─── Material for the task ───

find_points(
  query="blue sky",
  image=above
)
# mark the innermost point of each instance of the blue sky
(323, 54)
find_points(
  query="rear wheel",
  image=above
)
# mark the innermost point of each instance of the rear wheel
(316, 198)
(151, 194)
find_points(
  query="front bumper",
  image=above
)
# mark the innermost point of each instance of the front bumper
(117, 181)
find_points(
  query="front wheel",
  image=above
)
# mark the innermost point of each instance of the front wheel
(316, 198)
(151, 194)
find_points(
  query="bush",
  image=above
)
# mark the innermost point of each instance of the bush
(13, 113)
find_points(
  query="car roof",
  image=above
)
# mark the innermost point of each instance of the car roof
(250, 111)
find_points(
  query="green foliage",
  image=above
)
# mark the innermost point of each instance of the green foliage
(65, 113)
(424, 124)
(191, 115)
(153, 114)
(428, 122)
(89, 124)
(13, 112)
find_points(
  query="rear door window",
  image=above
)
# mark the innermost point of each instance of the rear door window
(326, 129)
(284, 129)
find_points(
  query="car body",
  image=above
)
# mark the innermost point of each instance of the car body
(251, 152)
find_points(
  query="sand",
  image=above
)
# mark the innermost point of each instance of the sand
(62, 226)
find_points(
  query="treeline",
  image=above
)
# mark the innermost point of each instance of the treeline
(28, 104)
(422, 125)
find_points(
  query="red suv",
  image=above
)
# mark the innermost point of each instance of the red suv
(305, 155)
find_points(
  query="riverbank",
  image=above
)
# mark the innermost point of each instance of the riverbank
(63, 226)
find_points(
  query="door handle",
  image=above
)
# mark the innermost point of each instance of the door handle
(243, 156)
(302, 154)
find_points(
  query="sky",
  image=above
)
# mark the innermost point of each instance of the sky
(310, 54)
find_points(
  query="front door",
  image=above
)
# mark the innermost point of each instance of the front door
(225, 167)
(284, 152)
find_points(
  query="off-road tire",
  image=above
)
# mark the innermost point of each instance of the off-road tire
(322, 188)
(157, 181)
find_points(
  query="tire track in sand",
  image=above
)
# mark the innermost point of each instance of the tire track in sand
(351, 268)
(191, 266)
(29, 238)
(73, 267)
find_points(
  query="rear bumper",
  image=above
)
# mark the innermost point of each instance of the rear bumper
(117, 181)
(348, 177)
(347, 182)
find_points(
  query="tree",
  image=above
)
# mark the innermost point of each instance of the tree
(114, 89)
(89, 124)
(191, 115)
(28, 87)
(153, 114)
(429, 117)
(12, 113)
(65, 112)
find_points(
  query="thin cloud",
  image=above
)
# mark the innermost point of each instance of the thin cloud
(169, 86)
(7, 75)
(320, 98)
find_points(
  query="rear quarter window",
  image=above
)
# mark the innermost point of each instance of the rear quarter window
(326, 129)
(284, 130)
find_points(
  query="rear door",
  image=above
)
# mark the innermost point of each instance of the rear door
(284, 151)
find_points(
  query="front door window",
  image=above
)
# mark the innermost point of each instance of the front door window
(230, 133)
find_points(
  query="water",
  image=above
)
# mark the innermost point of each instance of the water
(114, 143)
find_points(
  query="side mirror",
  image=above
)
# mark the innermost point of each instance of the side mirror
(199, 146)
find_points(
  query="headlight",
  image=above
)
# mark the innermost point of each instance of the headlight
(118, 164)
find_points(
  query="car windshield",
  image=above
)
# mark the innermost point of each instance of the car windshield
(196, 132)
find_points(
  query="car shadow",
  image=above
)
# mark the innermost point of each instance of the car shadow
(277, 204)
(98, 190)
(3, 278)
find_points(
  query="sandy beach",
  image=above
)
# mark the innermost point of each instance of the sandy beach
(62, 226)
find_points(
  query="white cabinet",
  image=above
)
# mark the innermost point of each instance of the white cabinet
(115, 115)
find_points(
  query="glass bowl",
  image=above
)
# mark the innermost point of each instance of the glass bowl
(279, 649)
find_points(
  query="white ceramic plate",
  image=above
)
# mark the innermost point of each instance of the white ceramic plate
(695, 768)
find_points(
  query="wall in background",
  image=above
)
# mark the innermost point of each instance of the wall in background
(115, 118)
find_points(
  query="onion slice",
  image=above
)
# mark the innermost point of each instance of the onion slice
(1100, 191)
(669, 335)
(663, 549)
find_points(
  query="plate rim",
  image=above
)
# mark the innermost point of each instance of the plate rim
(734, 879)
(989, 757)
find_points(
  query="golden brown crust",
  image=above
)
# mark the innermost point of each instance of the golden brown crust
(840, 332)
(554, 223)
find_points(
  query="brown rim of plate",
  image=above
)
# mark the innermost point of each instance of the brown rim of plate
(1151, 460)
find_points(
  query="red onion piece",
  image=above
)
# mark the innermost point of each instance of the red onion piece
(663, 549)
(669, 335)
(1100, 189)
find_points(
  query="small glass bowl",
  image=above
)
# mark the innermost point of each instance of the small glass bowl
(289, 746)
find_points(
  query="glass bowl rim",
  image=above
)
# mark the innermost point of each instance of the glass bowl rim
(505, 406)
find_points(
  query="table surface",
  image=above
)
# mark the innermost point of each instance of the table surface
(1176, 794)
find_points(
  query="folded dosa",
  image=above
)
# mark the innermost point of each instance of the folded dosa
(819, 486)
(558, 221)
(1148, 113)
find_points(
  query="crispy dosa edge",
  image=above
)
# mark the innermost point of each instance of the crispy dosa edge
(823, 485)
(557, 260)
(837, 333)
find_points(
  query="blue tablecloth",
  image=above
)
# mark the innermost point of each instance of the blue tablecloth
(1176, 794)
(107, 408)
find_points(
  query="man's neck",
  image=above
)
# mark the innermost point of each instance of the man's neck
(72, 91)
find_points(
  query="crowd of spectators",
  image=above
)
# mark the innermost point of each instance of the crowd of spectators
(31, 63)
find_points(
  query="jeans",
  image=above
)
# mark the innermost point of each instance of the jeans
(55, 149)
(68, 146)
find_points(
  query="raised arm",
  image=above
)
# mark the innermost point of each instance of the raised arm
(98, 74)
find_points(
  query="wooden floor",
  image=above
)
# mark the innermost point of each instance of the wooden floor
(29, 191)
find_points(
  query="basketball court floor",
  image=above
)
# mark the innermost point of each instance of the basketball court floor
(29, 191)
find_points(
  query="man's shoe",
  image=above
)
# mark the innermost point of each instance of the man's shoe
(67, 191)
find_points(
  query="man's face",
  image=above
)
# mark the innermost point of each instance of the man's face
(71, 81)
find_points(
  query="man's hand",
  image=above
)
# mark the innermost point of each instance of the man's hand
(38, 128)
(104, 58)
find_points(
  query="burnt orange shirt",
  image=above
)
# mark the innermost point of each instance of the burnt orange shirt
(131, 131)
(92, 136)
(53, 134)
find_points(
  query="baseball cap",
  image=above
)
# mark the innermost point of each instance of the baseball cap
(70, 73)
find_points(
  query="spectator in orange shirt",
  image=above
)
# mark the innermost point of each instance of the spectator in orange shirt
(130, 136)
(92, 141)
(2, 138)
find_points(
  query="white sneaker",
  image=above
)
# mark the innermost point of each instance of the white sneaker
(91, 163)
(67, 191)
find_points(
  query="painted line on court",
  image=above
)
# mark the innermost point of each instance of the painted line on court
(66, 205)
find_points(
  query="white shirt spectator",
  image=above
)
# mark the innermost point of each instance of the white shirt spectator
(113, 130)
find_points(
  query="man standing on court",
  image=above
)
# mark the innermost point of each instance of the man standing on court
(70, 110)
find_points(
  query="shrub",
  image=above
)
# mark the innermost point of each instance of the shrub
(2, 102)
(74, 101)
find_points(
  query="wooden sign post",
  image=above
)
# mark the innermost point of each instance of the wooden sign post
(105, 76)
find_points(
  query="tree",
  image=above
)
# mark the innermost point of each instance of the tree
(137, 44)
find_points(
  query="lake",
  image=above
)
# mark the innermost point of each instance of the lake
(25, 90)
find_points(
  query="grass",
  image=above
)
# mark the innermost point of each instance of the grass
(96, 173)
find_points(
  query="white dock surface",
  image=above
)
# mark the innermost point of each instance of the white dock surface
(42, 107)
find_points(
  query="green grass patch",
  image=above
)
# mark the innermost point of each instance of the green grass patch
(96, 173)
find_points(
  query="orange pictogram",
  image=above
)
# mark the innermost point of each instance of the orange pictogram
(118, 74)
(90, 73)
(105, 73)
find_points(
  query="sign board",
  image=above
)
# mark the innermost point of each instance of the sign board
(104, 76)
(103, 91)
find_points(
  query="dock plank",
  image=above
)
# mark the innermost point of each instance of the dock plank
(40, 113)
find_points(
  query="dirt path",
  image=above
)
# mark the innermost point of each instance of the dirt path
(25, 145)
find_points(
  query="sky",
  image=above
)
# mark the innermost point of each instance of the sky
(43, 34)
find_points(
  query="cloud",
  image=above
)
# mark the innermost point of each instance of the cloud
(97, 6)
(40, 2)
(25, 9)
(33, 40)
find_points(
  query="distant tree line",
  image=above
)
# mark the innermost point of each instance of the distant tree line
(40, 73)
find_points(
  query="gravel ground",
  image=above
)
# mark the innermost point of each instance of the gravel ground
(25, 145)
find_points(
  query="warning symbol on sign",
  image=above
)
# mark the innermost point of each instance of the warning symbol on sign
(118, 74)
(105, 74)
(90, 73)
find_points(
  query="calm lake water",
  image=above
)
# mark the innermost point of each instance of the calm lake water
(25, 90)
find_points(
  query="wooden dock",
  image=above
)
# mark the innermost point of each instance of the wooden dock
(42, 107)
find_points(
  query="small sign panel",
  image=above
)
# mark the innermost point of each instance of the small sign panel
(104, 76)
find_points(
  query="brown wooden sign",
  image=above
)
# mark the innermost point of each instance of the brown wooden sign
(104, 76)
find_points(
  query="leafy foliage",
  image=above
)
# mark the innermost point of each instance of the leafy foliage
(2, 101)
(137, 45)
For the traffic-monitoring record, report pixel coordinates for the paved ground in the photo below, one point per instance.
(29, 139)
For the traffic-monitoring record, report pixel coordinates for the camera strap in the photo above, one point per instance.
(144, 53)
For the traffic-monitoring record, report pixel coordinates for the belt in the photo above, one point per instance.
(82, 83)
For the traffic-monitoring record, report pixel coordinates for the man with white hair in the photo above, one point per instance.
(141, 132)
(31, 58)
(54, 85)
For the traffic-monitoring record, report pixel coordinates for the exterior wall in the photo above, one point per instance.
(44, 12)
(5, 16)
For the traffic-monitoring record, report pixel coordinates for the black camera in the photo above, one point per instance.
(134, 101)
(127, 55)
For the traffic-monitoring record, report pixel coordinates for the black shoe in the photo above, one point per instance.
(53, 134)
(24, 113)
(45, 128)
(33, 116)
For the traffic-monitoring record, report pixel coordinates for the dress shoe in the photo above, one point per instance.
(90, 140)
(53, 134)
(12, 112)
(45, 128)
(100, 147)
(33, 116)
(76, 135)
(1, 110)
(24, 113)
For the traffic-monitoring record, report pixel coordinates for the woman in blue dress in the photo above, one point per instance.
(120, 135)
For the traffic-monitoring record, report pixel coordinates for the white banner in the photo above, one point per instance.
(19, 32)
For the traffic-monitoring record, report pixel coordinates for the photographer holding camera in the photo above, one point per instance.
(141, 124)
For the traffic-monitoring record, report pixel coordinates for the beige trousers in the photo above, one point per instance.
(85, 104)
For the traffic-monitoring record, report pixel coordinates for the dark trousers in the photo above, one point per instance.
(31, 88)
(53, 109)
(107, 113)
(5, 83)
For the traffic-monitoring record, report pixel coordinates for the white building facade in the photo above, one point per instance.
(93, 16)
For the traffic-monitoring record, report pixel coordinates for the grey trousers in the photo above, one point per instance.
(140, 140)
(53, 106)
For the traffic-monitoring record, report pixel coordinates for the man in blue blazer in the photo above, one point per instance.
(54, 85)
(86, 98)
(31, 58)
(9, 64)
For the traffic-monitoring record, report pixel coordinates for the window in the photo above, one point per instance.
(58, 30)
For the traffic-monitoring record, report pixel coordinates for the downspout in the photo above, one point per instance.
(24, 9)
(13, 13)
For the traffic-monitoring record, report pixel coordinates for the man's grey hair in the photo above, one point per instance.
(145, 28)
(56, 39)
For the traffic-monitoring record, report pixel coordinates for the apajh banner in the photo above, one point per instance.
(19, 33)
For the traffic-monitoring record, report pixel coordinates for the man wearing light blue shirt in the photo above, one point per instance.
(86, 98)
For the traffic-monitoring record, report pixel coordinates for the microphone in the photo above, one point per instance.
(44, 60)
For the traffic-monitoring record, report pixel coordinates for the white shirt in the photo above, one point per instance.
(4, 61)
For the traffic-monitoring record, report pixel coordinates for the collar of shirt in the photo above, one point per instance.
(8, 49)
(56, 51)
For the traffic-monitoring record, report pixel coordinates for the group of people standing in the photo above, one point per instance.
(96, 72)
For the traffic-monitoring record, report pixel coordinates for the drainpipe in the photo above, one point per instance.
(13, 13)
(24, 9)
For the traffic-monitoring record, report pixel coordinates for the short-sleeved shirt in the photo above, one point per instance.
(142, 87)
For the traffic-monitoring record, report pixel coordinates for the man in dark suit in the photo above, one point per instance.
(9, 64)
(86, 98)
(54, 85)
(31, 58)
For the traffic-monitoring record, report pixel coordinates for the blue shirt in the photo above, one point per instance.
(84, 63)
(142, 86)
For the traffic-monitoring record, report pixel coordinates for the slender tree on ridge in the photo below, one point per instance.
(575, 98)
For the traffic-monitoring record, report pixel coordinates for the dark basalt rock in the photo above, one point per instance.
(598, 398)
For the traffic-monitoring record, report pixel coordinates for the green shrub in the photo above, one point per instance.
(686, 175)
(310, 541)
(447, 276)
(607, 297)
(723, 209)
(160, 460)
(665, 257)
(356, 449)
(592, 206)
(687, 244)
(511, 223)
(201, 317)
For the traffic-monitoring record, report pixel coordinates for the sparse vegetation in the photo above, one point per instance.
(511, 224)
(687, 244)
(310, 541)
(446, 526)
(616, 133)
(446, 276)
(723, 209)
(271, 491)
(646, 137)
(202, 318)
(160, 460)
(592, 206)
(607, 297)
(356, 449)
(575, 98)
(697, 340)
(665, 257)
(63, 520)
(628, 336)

───

- Direction -
Look above for the line containing "for the short-sleeved"; copy from it through the last line, exactly, and nothing more.

- Solution -
For the traffic-monitoring record, report pixel coordinates for the short-sleeved shirt in the photo above, one point per instance.
(142, 87)
For the traffic-monitoring record, report pixel coordinates for the man in dark suit in the photo above, one point per instance.
(9, 64)
(86, 98)
(54, 85)
(31, 58)
For the traffic-monitoring record, report pixel coordinates for the blue shirt in the photo above, one point per instance.
(84, 63)
(142, 86)
For the traffic-monitoring record, report pixel coordinates for the slender tree on ridge in the photo below, one point per instance.
(575, 98)
For the traffic-monitoring record, report pixel coordinates for the dark basalt rock in the photo above, one point per instance.
(598, 398)
For the traffic-monitoring record, report pixel coordinates for the green shrub in the photo above, one point per instance.
(686, 175)
(310, 541)
(447, 276)
(607, 297)
(723, 209)
(160, 460)
(665, 257)
(356, 449)
(592, 206)
(687, 244)
(511, 223)
(201, 317)
For the traffic-monitoring record, report pixel coordinates for the sparse vegetation in the photo above, one point per instance.
(511, 224)
(687, 244)
(310, 541)
(446, 526)
(616, 133)
(446, 276)
(723, 209)
(271, 491)
(646, 137)
(202, 318)
(160, 460)
(592, 206)
(607, 297)
(356, 449)
(575, 98)
(697, 340)
(665, 257)
(63, 520)
(628, 336)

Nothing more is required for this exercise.